**Passage shown**
Wednesday, October 19, 2011

What color are you going to be today?

When I was a kid, parents only got involved with behavior at school if it was really bad. There wasn’t a status chart send home every day saying whether you were good or not. Only if you were really acting up did it ever get on your report card or escalated to the next level.

When my daughter started preschool, there were three color levels available to let the parents know what type of day the child had.

Green = Good
Yellow = Poor
Red = Parent intervention required

At the end of the week, if all greens were received, the child would get to select a small prize from the pirate chest. This seemed to work pretty well and there were very few times that we ever saw a yellow on the behavior chart. Especially as yellow not only meant no prize at the end of the week, it also meant no allowance for the week either. The kids had to be pretty bad to get a yellow so it was considered a serious offense.

Now that my daughter is in Kindergarten, the school has five color levels to indicate behavior.

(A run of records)
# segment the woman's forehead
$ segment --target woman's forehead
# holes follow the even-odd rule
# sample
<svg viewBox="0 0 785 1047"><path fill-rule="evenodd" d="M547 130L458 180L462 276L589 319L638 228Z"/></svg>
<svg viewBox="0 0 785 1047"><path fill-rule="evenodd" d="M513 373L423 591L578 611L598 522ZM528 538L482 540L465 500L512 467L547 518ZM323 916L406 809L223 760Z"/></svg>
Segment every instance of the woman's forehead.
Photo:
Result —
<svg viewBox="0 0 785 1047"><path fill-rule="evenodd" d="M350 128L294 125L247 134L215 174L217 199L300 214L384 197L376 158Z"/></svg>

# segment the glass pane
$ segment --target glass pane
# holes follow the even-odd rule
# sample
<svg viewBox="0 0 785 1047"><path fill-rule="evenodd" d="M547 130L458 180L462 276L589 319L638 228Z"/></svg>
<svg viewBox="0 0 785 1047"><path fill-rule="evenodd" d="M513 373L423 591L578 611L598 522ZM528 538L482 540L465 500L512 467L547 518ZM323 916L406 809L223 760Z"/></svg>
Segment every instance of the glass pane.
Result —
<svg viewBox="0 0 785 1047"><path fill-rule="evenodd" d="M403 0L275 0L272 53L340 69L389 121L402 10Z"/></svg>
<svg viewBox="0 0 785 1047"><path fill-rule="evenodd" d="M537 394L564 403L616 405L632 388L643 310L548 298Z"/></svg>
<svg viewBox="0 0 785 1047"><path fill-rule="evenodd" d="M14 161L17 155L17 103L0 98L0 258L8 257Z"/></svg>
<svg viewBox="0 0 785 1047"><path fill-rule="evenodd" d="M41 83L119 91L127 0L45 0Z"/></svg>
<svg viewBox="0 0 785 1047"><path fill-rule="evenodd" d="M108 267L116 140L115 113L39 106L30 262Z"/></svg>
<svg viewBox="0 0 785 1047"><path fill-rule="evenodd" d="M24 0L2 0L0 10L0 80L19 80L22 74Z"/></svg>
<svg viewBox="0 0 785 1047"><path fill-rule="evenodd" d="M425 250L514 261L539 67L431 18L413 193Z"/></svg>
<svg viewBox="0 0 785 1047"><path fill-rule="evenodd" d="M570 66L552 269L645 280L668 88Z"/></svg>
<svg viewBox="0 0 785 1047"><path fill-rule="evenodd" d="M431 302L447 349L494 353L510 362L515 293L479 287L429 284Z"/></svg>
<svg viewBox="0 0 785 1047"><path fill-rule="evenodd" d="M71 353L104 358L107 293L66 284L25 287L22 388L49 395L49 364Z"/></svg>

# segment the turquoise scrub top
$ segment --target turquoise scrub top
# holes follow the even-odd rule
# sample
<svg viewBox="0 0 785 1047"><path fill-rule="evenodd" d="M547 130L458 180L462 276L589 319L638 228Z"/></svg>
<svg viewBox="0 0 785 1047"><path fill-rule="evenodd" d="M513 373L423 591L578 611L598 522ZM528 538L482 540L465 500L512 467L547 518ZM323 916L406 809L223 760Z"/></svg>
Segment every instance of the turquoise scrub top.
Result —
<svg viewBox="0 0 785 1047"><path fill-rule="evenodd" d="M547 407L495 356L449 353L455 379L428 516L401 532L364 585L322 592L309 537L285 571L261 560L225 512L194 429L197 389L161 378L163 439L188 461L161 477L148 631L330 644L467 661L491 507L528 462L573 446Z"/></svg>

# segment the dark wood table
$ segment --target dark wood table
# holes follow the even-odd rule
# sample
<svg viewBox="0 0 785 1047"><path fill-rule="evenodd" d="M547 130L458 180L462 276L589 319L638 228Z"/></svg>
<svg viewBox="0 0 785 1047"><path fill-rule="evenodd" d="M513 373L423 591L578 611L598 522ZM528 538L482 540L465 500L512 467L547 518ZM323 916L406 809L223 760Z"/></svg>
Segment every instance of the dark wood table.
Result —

**Requests**
(a) In the post about school behavior colors, what could a preschool child do at the end of the week after receiving all greens?
(b) Tally the lines of the listing that contain the string "every", treating case as significant, and give only the number.
The text and the listing are separate, unrelated pieces of material.

**Solved problems**
(a) The child could select a small prize from the pirate chest.

(b) 4